■ **Work instructions**: Turn all the lines below into a numbered list, leaving out any blank lines.

■ **Listed entries**:
——————

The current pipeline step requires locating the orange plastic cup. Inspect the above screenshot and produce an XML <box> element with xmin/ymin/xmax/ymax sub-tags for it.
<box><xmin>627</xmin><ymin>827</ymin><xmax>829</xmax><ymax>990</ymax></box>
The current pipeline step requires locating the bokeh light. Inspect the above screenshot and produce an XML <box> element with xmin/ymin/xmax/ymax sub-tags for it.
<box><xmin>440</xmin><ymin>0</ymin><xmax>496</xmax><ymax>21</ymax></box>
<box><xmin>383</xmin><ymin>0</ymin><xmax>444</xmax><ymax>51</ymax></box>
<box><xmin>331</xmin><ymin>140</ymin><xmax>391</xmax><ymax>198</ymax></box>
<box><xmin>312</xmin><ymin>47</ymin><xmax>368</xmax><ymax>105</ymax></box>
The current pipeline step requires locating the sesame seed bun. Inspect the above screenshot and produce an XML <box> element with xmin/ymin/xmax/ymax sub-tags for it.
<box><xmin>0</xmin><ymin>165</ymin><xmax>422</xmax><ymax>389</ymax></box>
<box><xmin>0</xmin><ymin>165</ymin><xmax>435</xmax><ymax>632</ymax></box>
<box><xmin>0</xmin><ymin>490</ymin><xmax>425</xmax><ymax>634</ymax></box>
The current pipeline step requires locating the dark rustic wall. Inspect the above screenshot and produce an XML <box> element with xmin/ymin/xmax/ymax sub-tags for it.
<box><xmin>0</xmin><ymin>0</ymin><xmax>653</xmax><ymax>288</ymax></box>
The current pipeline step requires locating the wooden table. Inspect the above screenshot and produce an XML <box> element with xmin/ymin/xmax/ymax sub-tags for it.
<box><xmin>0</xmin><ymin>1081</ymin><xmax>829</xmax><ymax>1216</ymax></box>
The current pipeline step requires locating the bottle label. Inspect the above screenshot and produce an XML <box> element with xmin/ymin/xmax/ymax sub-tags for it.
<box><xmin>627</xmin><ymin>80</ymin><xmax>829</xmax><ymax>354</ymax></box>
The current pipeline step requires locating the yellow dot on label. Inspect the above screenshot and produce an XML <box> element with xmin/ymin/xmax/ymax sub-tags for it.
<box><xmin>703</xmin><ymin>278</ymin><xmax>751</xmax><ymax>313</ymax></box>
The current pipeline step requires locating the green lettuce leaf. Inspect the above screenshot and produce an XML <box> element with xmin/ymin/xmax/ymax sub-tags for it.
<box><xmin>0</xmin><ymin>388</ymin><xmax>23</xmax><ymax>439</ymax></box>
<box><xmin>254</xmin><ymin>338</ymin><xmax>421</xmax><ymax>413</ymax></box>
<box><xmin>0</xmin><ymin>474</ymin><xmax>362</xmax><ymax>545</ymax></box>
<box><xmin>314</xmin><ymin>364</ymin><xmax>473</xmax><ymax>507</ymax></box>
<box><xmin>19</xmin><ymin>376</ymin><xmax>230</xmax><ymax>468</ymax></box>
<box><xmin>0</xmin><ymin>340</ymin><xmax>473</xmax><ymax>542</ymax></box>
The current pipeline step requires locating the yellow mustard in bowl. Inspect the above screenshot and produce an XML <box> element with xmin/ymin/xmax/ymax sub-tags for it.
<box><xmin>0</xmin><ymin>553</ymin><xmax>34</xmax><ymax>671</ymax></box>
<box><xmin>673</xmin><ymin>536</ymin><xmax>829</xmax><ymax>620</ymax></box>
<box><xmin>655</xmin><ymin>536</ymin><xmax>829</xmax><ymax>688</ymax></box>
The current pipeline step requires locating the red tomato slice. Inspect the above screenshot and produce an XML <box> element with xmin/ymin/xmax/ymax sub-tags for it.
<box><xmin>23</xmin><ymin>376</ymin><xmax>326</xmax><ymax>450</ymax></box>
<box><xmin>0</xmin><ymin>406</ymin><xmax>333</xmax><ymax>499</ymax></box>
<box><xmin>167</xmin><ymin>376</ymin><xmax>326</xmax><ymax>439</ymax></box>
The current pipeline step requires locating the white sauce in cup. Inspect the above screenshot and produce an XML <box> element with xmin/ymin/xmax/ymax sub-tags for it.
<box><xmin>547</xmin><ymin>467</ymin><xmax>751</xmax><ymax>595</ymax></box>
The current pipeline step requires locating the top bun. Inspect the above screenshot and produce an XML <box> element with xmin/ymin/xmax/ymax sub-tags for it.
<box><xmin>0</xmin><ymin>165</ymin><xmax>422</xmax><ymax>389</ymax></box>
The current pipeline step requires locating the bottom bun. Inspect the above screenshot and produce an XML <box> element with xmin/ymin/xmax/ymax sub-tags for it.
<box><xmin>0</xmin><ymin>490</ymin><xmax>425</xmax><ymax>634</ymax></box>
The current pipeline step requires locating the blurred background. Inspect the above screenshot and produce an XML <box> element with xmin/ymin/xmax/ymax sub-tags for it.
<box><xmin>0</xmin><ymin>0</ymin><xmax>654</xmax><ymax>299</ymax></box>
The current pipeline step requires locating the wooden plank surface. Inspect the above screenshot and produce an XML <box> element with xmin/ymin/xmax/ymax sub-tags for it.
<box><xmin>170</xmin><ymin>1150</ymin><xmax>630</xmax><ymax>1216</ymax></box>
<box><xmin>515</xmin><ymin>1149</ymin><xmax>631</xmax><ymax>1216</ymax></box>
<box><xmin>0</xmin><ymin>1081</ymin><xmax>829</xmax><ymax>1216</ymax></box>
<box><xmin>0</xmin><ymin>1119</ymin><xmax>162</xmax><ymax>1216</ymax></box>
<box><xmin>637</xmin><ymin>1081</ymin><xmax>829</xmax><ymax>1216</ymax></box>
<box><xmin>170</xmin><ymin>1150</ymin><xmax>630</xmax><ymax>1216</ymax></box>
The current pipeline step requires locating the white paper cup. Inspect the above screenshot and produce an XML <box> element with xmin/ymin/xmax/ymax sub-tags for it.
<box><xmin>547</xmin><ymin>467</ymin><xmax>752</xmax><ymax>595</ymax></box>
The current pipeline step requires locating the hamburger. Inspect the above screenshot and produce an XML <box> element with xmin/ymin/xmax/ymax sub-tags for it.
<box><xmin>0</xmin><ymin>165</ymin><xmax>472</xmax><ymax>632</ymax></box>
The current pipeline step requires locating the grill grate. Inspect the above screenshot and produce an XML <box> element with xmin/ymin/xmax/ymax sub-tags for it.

——————

■ **Complete output**:
1. The current pipeline step requires locating the orange plastic cup. Inspect the above screenshot and produce an XML <box> element with xmin/ymin/xmax/ymax sub-tags for it.
2. <box><xmin>627</xmin><ymin>827</ymin><xmax>829</xmax><ymax>990</ymax></box>
3. The current pipeline step requires locating the bokeh light. Inspect the above screenshot and produce an XML <box> element with xmin/ymin/xmax/ymax sub-tags for it.
4. <box><xmin>440</xmin><ymin>0</ymin><xmax>496</xmax><ymax>21</ymax></box>
5. <box><xmin>383</xmin><ymin>0</ymin><xmax>444</xmax><ymax>51</ymax></box>
6. <box><xmin>331</xmin><ymin>140</ymin><xmax>391</xmax><ymax>198</ymax></box>
7. <box><xmin>312</xmin><ymin>47</ymin><xmax>368</xmax><ymax>105</ymax></box>
8. The current pipeline step requires locating the sesame seed bun. Inspect the above screenshot and produce an XML <box> element with xmin/ymin/xmax/ymax sub-tags for it.
9. <box><xmin>0</xmin><ymin>165</ymin><xmax>422</xmax><ymax>389</ymax></box>
10. <box><xmin>0</xmin><ymin>165</ymin><xmax>435</xmax><ymax>632</ymax></box>
11. <box><xmin>0</xmin><ymin>490</ymin><xmax>425</xmax><ymax>634</ymax></box>
12. The current pipeline step requires locating the dark rustic wall. Inspect the above screenshot and produce an XML <box> element with xmin/ymin/xmax/ymax sub-tags for it.
13. <box><xmin>0</xmin><ymin>0</ymin><xmax>653</xmax><ymax>288</ymax></box>
14. The current pipeline step requires locating the wooden table. Inspect the above screenshot and produce an XML <box> element with xmin/ymin/xmax/ymax sub-tags for it.
15. <box><xmin>0</xmin><ymin>1081</ymin><xmax>829</xmax><ymax>1216</ymax></box>
16. The current pipeline step requires locating the bottle label. Inspect the above screenshot and produce an XML <box> element with xmin/ymin/xmax/ymax sub-tags for it.
17. <box><xmin>627</xmin><ymin>80</ymin><xmax>829</xmax><ymax>354</ymax></box>
18. The current pipeline step requires locating the yellow dot on label. Inspect the above screenshot and produce an XML <box> element with xmin/ymin/xmax/ymax sub-tags for it.
19. <box><xmin>703</xmin><ymin>278</ymin><xmax>751</xmax><ymax>313</ymax></box>
20. The current pipeline step requires locating the green lettuce leaf. Inspect the above screenshot and produce an XML <box> element with xmin/ymin/xmax/ymax sub-tags for it.
21. <box><xmin>0</xmin><ymin>388</ymin><xmax>23</xmax><ymax>439</ymax></box>
22. <box><xmin>254</xmin><ymin>338</ymin><xmax>421</xmax><ymax>413</ymax></box>
23. <box><xmin>0</xmin><ymin>474</ymin><xmax>362</xmax><ymax>545</ymax></box>
24. <box><xmin>314</xmin><ymin>364</ymin><xmax>473</xmax><ymax>507</ymax></box>
25. <box><xmin>19</xmin><ymin>376</ymin><xmax>230</xmax><ymax>468</ymax></box>
26. <box><xmin>0</xmin><ymin>340</ymin><xmax>473</xmax><ymax>542</ymax></box>
27. The current pipeline step requires locating the yellow mustard in bowl. Inspect the above screenshot and produce an XML <box> element with xmin/ymin/xmax/ymax sub-tags for it.
28. <box><xmin>0</xmin><ymin>553</ymin><xmax>34</xmax><ymax>671</ymax></box>
29. <box><xmin>673</xmin><ymin>536</ymin><xmax>829</xmax><ymax>620</ymax></box>
30. <box><xmin>655</xmin><ymin>536</ymin><xmax>829</xmax><ymax>688</ymax></box>
31. The current pipeline step requires locating the red tomato slice. Inspect the above screenshot and produce an XML <box> element with xmin/ymin/xmax/ymax sub-tags for it.
32. <box><xmin>23</xmin><ymin>376</ymin><xmax>326</xmax><ymax>450</ymax></box>
33. <box><xmin>0</xmin><ymin>406</ymin><xmax>333</xmax><ymax>499</ymax></box>
34. <box><xmin>167</xmin><ymin>376</ymin><xmax>326</xmax><ymax>439</ymax></box>
35. The current pipeline step requires locating the white sauce in cup. Inspect the above screenshot and produce an XML <box> element with xmin/ymin/xmax/ymax sub-tags for it.
36. <box><xmin>547</xmin><ymin>467</ymin><xmax>751</xmax><ymax>595</ymax></box>
37. The current pipeline step requires locating the top bun. Inspect the above screenshot and produce an XML <box> element with xmin/ymin/xmax/ymax sub-tags for it.
38. <box><xmin>0</xmin><ymin>165</ymin><xmax>422</xmax><ymax>389</ymax></box>
39. The current pipeline step requires locating the bottom bun. Inspect the above screenshot and produce an XML <box> element with xmin/ymin/xmax/ymax sub-tags for it.
40. <box><xmin>0</xmin><ymin>490</ymin><xmax>425</xmax><ymax>634</ymax></box>
41. The current pipeline step requires locating the blurred background. Inspect the above screenshot and produce an XML <box> element with xmin/ymin/xmax/ymax sub-tags for it.
42. <box><xmin>0</xmin><ymin>0</ymin><xmax>654</xmax><ymax>299</ymax></box>
43. The current pipeline step requires locating the wooden plank surface. Inspect the above screenshot and produce an XML <box> element with xmin/ymin/xmax/ymax sub-tags for it.
44. <box><xmin>170</xmin><ymin>1150</ymin><xmax>630</xmax><ymax>1216</ymax></box>
45. <box><xmin>515</xmin><ymin>1149</ymin><xmax>631</xmax><ymax>1216</ymax></box>
46. <box><xmin>0</xmin><ymin>1081</ymin><xmax>829</xmax><ymax>1216</ymax></box>
47. <box><xmin>0</xmin><ymin>1119</ymin><xmax>162</xmax><ymax>1216</ymax></box>
48. <box><xmin>637</xmin><ymin>1081</ymin><xmax>829</xmax><ymax>1216</ymax></box>
49. <box><xmin>170</xmin><ymin>1150</ymin><xmax>630</xmax><ymax>1216</ymax></box>
50. The current pipeline step requires locating the white paper cup. Inspect the above screenshot and produce an XML <box> element with xmin/ymin/xmax/ymax sub-tags for it.
51. <box><xmin>547</xmin><ymin>467</ymin><xmax>752</xmax><ymax>595</ymax></box>
52. The current pipeline step requires locating the hamburger. Inspect the above screenshot and produce an XML <box> element with xmin/ymin/xmax/ymax sub-tags for it.
53. <box><xmin>0</xmin><ymin>165</ymin><xmax>472</xmax><ymax>632</ymax></box>
54. The current pipeline step requires locating the grill grate. Inspect the above screenshot and produce an XML <box> element with xmin/ymin/xmax/ymax sub-tags for it.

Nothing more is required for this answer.